- _EXERCISE PROMPT_: Please copy the passage from the semantic segmentation text below word for word, starting with "Adversarial network integrating" and going on through "local semantic dependencies.".

- _TEXT SEGMENT_:
Adversarial network integrating dual attention and sparse representation for semi-supervised semantic segmentation

https://doi.org/10.1016/j.ipm.2021.102680Get rights and content

Highlights

  • A semi-supervised GAN framework for semantic segmentation is proposed.

  • The dual attention is proposed to model the global and local semantic dependencies.

  • The sparse representation module is adopted to further improve the performance.

  • The focal attention map is proposed to enhance the robustness of the model.

  • Extensive experiments are conducted to verify the effectiveness of our method.

Abstract

Semantic segmentation is the important task of assigning a semantic label to each pixel. However, semantic segmentation based on the deep neural network usually requires massive annotations consumption to acquire better performance. To avoid the problem, some algorithms based on weakly-supervised and semi-supervised conditions have been proposed and achieved gradually improving performance in recent years. In this paper, we propose a novel semi-supervised adversarial network to alleviate the shortage of labeled data, which only requires a few labeled images to get competitive performance. The model is composed of two parts: the segmentation network and the discriminator network. The first part aims to semantically generate a segmented result that has the same size as the input color image. The discriminator network is designed in a fully convolutional manner to distinguish the predicted probability maps depending on the ground truth distribution. In particular, the probability maps are regarded as focal attention maps, which are fed back to the segmentation network to make the model converge faster, and the process can induce the model to focus on pixels that are hard to segment. To enhance the representation ability of image features, sparse representation and dual attention are adopted in the segmentation network. The sparse representation module aims to emphasize the object edges and locations by learning the convolutional sparse representation of the input color images, and the dual attention module can exploit the semantic interdependencies in two different dimensions. Moreover, the semi-supervised mechanism is introduced to the network, in which the adaptive parameter T that controls the sensitivity of the self-taught phase is proposed, and the training dataset is split into two parts for fully-supervised learning and semi-supervised learning. Specifically, the first part is unlabeled data, which is applied to provide supervised signals for semi-supervised training. The labeled data drawn from the other part is utilized for fully-supervised learning. Our semi-supervised adversarial framework can improve the learning ability and achieve higher performance, also, provide a novel approach to tackle the semantic segmentation task. Finally, comprehensive experiments on the PASCAL VOC 2012 and Cityscapes datasets are conducted to verify the effectiveness of the proposed model, which achieves the expected performance.

- _DATA EXTRACT_:
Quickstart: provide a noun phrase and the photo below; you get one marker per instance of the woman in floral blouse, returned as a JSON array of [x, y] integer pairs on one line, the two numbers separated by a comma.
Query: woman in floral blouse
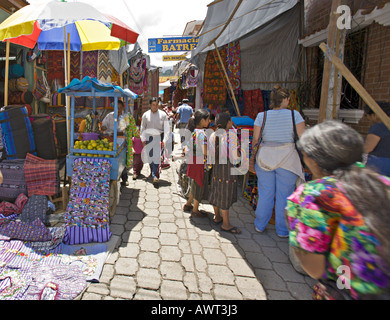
...
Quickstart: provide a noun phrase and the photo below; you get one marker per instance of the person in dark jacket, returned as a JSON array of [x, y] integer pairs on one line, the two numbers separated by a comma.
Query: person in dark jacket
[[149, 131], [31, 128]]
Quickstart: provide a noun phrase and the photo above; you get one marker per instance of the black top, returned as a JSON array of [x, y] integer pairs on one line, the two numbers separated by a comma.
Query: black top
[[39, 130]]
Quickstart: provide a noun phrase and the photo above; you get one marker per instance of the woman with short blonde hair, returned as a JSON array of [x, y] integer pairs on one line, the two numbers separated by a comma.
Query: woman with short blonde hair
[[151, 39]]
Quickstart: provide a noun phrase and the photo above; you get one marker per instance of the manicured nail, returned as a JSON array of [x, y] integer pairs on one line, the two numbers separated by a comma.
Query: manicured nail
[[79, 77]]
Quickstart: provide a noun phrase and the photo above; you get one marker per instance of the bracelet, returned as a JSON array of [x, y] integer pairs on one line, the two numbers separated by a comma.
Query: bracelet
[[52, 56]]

- _SOLUTION FOR THIS TASK_:
Adversarial network integrating dual attention and sparse representation for semi-supervised semantic segmentation

https://doi.org/10.1016/j.ipm.2021.102680Get rights and content

Highlights

  • A semi-supervised GAN framework for semantic segmentation is proposed.

  • The dual attention is proposed to model the global and local semantic dependencies.